▸ EXTRACTED MATERIAL
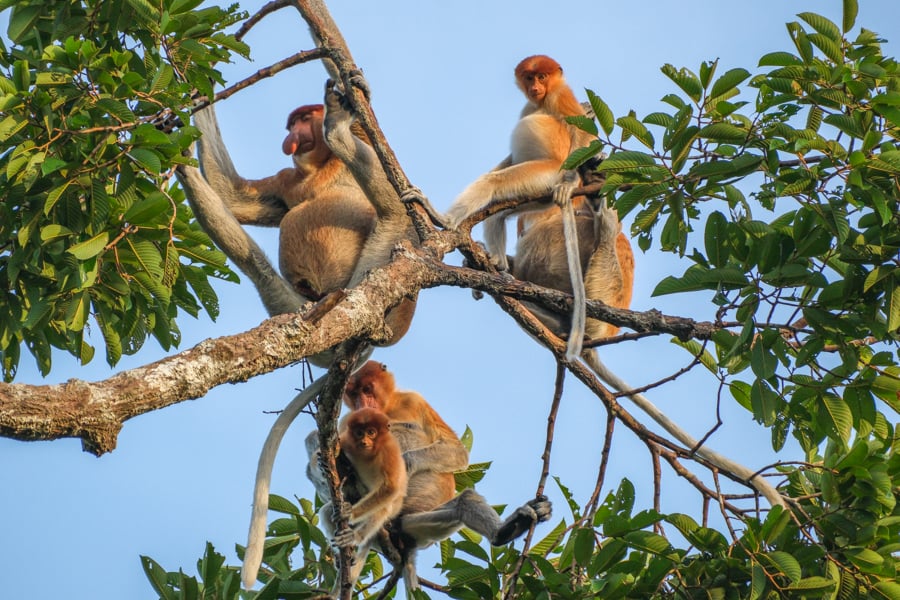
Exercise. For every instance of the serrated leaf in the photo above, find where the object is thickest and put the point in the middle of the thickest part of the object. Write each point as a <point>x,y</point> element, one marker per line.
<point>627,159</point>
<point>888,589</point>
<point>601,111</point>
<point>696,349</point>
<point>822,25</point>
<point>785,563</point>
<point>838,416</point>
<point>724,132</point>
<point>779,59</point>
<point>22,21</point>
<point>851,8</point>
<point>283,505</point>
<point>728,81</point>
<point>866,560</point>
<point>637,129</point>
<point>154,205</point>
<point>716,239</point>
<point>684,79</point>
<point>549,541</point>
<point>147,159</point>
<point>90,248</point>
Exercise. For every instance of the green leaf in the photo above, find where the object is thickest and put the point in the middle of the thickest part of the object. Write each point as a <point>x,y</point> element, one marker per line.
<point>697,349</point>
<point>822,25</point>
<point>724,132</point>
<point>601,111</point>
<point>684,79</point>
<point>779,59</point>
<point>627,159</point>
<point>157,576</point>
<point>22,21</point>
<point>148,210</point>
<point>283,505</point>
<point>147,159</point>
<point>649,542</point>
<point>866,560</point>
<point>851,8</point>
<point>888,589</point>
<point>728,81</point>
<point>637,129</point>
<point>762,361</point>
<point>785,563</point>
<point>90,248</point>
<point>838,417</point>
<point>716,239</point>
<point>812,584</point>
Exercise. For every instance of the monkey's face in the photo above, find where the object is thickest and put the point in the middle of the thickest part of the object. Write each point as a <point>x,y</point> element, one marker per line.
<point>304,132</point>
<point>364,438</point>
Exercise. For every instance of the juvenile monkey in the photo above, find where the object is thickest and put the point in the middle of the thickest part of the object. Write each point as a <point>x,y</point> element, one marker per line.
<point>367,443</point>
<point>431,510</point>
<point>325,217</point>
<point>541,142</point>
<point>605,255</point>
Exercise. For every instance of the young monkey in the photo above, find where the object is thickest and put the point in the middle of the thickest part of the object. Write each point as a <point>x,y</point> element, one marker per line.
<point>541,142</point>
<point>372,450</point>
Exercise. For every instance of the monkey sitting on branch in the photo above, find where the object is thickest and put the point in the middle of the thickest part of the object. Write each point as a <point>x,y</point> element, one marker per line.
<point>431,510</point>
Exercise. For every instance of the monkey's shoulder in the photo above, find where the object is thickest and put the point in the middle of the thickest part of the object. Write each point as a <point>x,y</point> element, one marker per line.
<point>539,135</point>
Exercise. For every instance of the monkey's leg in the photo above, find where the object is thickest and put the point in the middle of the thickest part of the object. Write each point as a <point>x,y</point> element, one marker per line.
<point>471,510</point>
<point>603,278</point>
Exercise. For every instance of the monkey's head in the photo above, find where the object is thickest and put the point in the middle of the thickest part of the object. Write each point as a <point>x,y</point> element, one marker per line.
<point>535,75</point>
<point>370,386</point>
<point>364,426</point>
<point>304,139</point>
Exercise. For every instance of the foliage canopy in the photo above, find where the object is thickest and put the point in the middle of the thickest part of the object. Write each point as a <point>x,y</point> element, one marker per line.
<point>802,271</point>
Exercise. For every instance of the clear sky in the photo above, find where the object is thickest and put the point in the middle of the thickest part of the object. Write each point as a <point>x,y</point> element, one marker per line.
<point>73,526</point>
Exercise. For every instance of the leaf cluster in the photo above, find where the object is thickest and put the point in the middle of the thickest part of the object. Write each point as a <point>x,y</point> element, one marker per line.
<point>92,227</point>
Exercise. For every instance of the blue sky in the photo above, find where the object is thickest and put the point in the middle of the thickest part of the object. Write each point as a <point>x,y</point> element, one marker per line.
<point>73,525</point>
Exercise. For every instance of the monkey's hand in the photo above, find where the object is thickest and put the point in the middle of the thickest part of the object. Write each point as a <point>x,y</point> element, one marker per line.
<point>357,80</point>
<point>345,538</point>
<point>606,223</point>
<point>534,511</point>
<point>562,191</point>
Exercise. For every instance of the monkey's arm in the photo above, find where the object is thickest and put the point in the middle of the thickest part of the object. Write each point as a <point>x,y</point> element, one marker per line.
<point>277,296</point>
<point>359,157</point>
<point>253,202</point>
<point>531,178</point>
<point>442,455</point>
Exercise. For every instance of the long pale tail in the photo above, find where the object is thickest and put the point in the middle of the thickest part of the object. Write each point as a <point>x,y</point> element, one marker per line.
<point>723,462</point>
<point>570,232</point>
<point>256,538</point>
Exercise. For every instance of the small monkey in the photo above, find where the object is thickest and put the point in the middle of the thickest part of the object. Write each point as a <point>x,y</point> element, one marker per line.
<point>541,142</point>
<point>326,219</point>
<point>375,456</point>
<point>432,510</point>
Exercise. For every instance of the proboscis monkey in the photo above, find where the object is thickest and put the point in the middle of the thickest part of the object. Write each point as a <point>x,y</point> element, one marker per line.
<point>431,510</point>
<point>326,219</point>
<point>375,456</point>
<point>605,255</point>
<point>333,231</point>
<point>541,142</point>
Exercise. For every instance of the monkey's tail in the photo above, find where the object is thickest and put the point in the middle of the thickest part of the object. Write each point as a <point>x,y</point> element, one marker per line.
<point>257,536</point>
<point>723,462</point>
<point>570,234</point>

▸ WORK TASK
Would you please copy the material exactly, leaving all the pictures out?

▸ PROBLEM SOLUTION
Exercise. For every instance of the serrated leaf in the photo above, find where the object is thickest and put the point in the middle of the thickest part of the object. Write each point as a <point>x,y</point> element, one marker per line.
<point>627,159</point>
<point>888,589</point>
<point>601,111</point>
<point>696,349</point>
<point>822,25</point>
<point>785,563</point>
<point>838,416</point>
<point>724,132</point>
<point>779,59</point>
<point>22,21</point>
<point>851,8</point>
<point>283,505</point>
<point>728,81</point>
<point>866,560</point>
<point>637,129</point>
<point>154,205</point>
<point>716,239</point>
<point>684,79</point>
<point>549,541</point>
<point>147,159</point>
<point>90,248</point>
Exercise. For every instance of the green leaf in the photo above, find where the object is thickest and put the point in the middle of the thickest part of the object. Write each point as a <point>x,y</point> element, one marker per line.
<point>697,349</point>
<point>822,25</point>
<point>724,132</point>
<point>601,111</point>
<point>684,79</point>
<point>779,59</point>
<point>627,159</point>
<point>157,576</point>
<point>22,21</point>
<point>148,210</point>
<point>283,505</point>
<point>147,159</point>
<point>649,542</point>
<point>866,560</point>
<point>851,8</point>
<point>888,589</point>
<point>728,81</point>
<point>637,129</point>
<point>762,361</point>
<point>785,563</point>
<point>90,248</point>
<point>838,417</point>
<point>716,239</point>
<point>812,584</point>
Exercise. For every instance of the monkey's face in the photo above, find where the object is thickest and put the point in the middle of the thickest part of the object. Write each point as a <point>x,y</point> element, one marker per line.
<point>304,132</point>
<point>364,438</point>
Exercise. For every instance of the juvenile monkey in the photo above, find where the object is thickest and put the point in the middle of the thickest part of the object. Write each point as a <point>x,y</point> element, one marker per line.
<point>367,443</point>
<point>431,510</point>
<point>325,217</point>
<point>541,142</point>
<point>605,255</point>
Exercise. For every instance of the young monkey in the photo above, find where the object is thickest and put the point in the middle of the thickest part of the object. Write each point as a <point>x,y</point> element, one marker per line.
<point>541,142</point>
<point>372,450</point>
Exercise. For every instance of the monkey sitting on branch in the photo above, find where the object is thickest and put the point in the middle of the thickest part of the object. Write each point as a <point>x,y</point> element, one marker per line.
<point>431,510</point>
Exercise. For every instance of the monkey's shoulder in the photo above, find where the object is thickest and put the point in the middle of the thickest part of the object. Write each point as a <point>x,y</point> element, one marker per line.
<point>539,135</point>
Exercise. For every instance of the monkey's leg in the photo above, find where the object is thickest and put the point in the middle of the thickest part of the object. Write each point as a <point>x,y</point> element, one marker per line.
<point>471,510</point>
<point>603,278</point>
Exercise. For every instance of the monkey's head in the photo above, find where the object is thickest and put the point in the middle of the thickest part of the object. Write each point as a <point>x,y</point> element, one marker per line.
<point>535,75</point>
<point>370,386</point>
<point>364,426</point>
<point>304,139</point>
Exercise. For every instance of the foliage canopy in the photo above, find where the object is thickest and put the point in the middle of the thickest part of the object. Write each point as a <point>x,y</point> element, one marker per line.
<point>802,271</point>
Exercise. For every instance of the clear sky in the photo above, find where the object is thickest and put the point in the middle of the thickest part of the object. Write each point as a <point>x,y</point> element, one marker per line.
<point>73,526</point>
Exercise. For every instance of the leaf cluster in the photo above, find where the object is thickest and put the point in the middle of the thickest part of the object. Write each point as a <point>x,y</point> element, one marker per line.
<point>92,227</point>
Exercise. For every instance of the blue sky in the photo above, find where the object is thickest and put the point in the middle of the thickest part of the object. Write each point as a <point>x,y</point> element, one marker per line.
<point>73,525</point>
Exercise. For every instance of the monkey's hand in the photo above, find where the object is thickest and put the point in the middle of the thickest part of the object. Write each point as a <point>x,y</point> element, one marker per line.
<point>357,80</point>
<point>345,538</point>
<point>606,223</point>
<point>534,511</point>
<point>562,191</point>
Exercise. For every instance of the monkey's arm in the photo above, find where the object is thickest and put the point in the middle of the thickest part of the object. Write each point as a <point>x,y</point> element, one marker per line.
<point>277,296</point>
<point>359,157</point>
<point>253,202</point>
<point>531,178</point>
<point>442,455</point>
Exercise. For every instance of the long pale tail in the photo above, find where the object is thickest and put the point in the middle of the thickest part of the object. Write each point as a <point>x,y</point> element, one marker per line.
<point>723,462</point>
<point>570,232</point>
<point>256,538</point>
Exercise. For every instance of the small monkey in the photo above, find where the object is thickest and put the point in the middle of the thickest part of the object. Write each point as a <point>x,y</point> element, one marker per line.
<point>541,142</point>
<point>326,219</point>
<point>375,456</point>
<point>432,510</point>
Exercise. For every instance of the proboscis monkey in the photo above, find where the object is thickest and put the point in the middle of the thickest part of the object. Write each point as a <point>x,y</point> element, one marker per line.
<point>431,510</point>
<point>326,219</point>
<point>375,456</point>
<point>605,255</point>
<point>333,231</point>
<point>541,142</point>
Exercise. For every instance of the monkey's tail in the photo above, find where the object is thickest and put the point in the middle of the thickest part of the object. Write each point as a <point>x,y</point> element, one marker per line.
<point>257,536</point>
<point>723,462</point>
<point>570,234</point>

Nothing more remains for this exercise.